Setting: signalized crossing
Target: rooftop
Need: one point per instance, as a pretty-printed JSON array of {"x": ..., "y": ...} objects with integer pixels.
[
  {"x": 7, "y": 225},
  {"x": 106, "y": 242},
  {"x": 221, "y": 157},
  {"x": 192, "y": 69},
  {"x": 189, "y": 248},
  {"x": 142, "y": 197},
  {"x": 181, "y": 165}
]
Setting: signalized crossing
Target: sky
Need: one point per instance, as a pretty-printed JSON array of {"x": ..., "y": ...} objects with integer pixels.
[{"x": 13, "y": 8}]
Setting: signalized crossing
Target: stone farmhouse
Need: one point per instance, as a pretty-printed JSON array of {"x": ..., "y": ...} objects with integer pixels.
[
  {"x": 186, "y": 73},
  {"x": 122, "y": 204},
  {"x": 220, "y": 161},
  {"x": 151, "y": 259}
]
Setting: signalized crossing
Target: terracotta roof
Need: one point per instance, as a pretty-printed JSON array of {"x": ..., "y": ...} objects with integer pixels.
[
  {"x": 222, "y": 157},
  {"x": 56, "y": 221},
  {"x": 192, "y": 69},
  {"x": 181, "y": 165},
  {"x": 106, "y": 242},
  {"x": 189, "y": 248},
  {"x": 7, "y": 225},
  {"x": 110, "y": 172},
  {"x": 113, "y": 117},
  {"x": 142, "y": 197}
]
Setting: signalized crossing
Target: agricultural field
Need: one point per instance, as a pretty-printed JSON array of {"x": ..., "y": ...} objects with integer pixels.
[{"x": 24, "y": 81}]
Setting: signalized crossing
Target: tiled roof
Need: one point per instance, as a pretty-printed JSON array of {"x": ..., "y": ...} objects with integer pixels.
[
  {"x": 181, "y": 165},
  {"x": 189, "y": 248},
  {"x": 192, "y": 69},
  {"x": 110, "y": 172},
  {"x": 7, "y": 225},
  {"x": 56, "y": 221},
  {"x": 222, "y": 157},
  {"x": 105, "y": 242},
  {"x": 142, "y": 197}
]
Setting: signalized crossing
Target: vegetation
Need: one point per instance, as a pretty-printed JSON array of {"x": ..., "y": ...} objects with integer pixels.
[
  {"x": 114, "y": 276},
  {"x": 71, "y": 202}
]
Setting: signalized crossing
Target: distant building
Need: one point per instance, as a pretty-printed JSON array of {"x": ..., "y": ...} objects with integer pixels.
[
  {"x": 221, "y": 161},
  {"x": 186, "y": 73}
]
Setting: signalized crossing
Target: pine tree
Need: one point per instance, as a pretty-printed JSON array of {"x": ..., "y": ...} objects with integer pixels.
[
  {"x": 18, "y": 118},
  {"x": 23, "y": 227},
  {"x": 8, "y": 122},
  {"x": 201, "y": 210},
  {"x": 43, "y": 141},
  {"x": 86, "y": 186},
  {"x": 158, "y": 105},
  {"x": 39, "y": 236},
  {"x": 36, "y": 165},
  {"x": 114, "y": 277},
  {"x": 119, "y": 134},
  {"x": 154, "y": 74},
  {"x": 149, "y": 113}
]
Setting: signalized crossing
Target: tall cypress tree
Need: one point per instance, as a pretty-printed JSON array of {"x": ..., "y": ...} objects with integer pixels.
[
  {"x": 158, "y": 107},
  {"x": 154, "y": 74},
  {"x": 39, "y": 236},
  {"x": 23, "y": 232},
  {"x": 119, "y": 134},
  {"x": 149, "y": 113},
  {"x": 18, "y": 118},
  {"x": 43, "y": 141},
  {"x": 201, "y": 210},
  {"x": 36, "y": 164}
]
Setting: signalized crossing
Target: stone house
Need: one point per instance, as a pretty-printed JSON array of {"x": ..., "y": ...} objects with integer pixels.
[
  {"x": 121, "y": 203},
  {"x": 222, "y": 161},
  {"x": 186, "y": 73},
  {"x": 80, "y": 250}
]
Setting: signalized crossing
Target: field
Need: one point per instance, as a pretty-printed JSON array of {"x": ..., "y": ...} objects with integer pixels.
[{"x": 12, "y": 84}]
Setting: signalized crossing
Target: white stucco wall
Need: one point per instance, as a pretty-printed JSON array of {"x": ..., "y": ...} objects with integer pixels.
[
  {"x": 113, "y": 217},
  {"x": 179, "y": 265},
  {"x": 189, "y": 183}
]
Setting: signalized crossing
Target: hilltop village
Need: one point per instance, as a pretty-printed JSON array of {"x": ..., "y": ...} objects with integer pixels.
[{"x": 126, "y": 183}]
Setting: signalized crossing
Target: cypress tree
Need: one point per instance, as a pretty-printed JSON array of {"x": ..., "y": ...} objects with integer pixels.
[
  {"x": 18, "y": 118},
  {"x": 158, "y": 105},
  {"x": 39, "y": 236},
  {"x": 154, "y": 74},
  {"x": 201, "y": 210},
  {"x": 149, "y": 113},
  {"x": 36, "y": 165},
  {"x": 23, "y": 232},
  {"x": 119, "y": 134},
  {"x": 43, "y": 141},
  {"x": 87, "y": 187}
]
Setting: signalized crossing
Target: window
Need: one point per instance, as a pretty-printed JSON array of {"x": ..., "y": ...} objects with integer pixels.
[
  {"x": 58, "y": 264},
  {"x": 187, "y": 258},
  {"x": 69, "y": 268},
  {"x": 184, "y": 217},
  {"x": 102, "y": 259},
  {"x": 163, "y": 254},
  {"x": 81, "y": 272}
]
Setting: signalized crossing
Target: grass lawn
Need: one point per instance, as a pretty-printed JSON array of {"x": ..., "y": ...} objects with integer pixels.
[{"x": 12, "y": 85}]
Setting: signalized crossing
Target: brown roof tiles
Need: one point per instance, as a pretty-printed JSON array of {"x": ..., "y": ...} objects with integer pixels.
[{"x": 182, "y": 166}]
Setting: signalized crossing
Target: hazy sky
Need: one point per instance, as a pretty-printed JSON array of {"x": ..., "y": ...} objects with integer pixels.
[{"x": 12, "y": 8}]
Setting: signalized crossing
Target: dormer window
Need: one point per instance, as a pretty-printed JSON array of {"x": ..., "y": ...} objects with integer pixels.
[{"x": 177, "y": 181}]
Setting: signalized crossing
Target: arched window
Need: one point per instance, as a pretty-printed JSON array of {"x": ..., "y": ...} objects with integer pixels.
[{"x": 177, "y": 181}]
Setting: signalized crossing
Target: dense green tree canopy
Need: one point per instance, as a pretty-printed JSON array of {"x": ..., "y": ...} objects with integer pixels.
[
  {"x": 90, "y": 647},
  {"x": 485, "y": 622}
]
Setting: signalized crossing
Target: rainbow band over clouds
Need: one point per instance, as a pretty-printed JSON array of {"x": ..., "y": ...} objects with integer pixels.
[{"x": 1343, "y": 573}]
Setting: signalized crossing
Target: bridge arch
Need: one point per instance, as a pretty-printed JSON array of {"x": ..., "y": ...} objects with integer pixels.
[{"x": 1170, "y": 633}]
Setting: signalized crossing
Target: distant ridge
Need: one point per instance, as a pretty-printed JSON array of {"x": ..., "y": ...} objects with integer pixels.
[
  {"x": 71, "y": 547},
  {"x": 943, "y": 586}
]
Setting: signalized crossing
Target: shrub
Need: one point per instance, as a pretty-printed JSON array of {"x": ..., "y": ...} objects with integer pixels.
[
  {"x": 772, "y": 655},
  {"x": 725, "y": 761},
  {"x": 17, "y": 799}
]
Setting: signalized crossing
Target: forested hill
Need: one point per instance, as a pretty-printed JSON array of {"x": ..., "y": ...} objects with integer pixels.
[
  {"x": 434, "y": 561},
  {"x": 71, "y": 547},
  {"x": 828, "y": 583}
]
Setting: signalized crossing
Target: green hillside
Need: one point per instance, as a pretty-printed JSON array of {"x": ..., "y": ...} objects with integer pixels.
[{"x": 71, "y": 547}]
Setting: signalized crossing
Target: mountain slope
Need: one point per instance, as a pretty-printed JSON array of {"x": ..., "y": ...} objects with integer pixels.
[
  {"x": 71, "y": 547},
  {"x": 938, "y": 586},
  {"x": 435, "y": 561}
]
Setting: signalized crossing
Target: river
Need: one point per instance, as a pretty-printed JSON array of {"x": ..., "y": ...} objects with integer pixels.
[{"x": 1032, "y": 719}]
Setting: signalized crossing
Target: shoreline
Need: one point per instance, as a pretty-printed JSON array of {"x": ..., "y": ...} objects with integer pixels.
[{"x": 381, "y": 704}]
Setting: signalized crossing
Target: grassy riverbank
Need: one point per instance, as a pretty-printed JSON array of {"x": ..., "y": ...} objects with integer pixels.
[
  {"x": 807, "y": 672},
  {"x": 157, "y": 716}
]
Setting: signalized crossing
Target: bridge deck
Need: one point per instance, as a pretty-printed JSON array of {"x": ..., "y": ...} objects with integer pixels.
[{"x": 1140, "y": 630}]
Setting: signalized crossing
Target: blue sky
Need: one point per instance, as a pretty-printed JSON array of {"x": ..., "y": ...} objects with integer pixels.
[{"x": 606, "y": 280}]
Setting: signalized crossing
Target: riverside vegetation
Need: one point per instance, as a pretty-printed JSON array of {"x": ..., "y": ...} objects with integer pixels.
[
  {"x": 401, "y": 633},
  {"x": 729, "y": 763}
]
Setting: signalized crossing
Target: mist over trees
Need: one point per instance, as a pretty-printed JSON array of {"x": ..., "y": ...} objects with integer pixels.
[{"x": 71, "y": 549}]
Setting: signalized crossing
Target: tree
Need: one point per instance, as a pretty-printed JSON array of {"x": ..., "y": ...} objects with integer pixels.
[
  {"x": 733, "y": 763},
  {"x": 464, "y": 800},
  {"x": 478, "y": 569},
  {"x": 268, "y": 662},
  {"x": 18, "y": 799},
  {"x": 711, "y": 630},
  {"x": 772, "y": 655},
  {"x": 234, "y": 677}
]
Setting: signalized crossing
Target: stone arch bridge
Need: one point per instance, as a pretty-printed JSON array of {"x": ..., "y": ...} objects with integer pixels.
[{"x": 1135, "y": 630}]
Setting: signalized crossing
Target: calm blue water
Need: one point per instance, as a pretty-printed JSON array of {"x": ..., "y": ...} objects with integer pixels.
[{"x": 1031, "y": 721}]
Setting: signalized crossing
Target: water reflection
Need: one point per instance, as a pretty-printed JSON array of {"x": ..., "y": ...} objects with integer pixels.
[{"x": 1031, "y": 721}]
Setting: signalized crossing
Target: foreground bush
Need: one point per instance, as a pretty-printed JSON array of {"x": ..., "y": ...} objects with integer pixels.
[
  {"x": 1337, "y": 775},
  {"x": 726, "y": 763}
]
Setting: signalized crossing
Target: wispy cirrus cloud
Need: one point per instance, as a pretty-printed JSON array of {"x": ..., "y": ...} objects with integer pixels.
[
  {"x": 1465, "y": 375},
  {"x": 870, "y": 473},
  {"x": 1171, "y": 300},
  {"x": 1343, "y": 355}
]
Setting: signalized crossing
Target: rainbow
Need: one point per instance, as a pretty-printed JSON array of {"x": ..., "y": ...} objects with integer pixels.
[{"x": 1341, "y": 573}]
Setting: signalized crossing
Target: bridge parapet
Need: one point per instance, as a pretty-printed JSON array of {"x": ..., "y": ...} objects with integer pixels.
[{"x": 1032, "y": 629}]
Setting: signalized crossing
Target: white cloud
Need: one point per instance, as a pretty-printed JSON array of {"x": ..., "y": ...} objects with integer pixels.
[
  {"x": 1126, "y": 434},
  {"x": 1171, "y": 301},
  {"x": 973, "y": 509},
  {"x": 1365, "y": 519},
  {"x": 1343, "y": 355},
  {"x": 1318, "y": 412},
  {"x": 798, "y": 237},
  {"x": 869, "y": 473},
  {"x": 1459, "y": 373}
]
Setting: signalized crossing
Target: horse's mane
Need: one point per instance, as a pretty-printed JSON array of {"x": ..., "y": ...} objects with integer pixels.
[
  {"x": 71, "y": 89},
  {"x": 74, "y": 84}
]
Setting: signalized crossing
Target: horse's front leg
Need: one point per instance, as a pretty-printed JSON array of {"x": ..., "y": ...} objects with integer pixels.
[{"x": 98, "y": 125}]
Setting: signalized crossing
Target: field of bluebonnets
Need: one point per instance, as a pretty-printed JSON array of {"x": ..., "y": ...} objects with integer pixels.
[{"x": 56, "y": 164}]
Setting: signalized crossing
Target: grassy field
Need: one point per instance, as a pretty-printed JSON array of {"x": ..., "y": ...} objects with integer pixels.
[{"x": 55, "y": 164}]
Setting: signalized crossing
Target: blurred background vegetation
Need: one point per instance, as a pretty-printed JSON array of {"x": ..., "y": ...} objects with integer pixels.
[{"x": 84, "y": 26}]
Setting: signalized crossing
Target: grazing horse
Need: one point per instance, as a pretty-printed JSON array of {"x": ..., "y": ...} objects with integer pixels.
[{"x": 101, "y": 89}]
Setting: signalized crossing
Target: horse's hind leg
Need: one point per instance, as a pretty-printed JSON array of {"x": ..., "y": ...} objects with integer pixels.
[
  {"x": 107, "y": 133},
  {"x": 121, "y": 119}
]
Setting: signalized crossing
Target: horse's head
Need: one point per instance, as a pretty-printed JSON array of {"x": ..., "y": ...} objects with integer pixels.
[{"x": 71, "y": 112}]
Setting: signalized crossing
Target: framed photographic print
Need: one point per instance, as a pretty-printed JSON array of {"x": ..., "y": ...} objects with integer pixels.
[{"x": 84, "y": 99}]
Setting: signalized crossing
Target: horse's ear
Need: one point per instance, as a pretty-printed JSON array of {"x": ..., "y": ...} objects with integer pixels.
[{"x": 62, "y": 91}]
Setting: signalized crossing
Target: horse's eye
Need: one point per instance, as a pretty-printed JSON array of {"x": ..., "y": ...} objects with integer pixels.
-=-=-
◆ TASK DIRECTIONS ◆
On how many lines of the data does "cypress" appear? Give only that number.

◆ ANSWER AREA ◆
2